#### Available records ####

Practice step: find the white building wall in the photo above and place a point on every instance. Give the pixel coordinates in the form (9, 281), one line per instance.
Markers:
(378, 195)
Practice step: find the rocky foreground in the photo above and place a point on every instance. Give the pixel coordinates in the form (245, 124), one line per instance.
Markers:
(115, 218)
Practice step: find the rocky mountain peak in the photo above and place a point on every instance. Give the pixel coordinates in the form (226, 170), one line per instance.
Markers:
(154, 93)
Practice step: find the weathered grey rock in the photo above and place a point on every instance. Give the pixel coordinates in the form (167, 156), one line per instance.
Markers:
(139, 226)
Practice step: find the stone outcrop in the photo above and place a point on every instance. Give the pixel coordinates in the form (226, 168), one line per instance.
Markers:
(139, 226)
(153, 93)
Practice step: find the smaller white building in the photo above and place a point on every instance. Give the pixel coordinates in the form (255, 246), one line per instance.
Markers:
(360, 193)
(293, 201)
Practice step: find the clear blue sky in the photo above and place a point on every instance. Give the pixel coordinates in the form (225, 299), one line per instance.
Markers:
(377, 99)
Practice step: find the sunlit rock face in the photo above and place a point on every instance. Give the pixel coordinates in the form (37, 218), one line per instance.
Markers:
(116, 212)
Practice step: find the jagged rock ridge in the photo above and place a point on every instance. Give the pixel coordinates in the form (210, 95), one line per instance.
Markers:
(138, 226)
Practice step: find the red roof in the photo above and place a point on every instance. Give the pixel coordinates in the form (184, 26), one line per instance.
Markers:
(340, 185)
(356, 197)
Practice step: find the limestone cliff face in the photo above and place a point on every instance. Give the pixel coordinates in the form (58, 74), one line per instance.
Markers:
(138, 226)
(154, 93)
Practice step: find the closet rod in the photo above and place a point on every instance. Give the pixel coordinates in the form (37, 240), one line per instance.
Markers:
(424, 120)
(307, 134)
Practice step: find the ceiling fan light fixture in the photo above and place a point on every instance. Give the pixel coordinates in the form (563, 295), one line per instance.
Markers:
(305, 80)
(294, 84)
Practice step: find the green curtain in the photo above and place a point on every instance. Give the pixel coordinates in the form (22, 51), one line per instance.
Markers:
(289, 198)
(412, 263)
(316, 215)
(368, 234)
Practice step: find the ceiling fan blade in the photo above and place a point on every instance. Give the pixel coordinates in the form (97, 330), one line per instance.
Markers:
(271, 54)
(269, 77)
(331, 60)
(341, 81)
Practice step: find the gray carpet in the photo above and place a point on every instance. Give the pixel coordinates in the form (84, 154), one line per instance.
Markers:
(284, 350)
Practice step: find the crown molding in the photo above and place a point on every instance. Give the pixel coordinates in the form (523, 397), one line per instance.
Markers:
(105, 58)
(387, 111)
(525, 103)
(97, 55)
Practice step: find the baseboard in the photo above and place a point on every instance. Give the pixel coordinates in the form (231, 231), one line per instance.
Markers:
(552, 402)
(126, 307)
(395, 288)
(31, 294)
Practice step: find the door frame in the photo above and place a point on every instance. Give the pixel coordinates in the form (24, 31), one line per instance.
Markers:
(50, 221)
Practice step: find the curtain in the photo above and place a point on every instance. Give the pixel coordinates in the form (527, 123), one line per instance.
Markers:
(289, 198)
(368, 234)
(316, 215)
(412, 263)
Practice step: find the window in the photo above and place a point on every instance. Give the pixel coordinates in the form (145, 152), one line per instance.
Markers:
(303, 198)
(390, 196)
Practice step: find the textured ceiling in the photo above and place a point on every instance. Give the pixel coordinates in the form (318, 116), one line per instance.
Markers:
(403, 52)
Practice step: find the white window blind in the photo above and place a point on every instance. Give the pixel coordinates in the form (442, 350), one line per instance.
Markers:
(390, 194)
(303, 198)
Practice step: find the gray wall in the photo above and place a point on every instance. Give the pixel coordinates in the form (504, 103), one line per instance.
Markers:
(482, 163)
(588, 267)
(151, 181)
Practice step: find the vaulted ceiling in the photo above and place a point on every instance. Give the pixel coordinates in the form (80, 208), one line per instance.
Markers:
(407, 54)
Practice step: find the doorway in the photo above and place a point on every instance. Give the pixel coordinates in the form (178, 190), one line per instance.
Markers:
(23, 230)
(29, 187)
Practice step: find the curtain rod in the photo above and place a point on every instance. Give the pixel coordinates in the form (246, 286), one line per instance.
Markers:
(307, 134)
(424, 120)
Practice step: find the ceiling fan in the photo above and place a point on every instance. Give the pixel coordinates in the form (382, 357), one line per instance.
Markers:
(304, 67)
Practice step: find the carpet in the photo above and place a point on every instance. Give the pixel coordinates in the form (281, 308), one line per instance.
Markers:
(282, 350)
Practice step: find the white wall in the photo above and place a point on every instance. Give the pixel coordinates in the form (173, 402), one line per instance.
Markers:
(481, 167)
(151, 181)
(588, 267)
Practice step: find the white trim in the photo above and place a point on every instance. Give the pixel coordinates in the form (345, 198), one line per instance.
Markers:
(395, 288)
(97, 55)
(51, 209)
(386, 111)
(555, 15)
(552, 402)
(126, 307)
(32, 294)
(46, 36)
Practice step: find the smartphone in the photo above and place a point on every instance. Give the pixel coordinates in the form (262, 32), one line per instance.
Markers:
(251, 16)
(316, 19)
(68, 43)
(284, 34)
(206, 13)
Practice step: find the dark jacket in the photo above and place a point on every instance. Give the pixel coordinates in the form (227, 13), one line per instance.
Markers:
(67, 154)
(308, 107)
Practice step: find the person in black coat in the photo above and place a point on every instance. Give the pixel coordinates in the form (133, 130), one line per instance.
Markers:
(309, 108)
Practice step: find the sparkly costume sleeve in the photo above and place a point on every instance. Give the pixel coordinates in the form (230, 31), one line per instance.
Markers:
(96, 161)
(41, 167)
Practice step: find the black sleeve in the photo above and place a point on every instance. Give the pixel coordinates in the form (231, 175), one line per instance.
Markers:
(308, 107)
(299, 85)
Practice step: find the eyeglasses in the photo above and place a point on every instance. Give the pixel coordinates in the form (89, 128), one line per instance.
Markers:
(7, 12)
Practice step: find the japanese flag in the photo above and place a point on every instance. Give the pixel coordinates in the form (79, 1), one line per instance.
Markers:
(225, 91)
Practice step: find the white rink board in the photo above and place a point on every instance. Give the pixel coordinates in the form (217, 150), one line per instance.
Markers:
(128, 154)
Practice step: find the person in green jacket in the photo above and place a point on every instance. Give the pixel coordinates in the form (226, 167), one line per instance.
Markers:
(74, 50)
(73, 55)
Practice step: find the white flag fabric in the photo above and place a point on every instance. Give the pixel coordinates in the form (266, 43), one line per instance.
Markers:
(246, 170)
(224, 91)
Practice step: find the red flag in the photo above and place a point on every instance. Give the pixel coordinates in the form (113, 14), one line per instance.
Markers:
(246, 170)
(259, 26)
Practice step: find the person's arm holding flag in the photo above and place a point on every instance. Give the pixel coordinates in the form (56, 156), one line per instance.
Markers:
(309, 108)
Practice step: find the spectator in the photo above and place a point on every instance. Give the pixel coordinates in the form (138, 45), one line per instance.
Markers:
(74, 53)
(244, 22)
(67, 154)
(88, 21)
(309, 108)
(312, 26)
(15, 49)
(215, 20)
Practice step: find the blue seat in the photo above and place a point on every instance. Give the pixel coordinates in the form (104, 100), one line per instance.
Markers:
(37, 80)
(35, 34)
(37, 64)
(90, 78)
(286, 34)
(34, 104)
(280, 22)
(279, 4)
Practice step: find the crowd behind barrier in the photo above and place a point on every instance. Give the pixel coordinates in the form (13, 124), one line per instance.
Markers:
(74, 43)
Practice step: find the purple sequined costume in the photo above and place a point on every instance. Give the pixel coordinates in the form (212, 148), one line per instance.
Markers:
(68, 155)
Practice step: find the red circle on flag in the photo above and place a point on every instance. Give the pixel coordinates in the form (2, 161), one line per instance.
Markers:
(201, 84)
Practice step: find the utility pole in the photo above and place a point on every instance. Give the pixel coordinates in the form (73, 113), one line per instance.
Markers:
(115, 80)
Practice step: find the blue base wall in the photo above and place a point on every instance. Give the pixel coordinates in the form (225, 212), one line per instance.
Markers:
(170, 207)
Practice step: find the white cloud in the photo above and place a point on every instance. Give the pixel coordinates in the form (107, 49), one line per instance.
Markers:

####

- _Exercise requirements_
From the records above, copy every line that includes the word "green".

- _Solution for this task_
Practice step: find the green curtain in the photo above and place a point on every instance. Give the pixel coordinates in the form (22, 51), one line per instance.
Practice step: find the person in green jacket in the photo above and place a point on every instance. Give the pixel coordinates in the form (226, 167), one line per instance.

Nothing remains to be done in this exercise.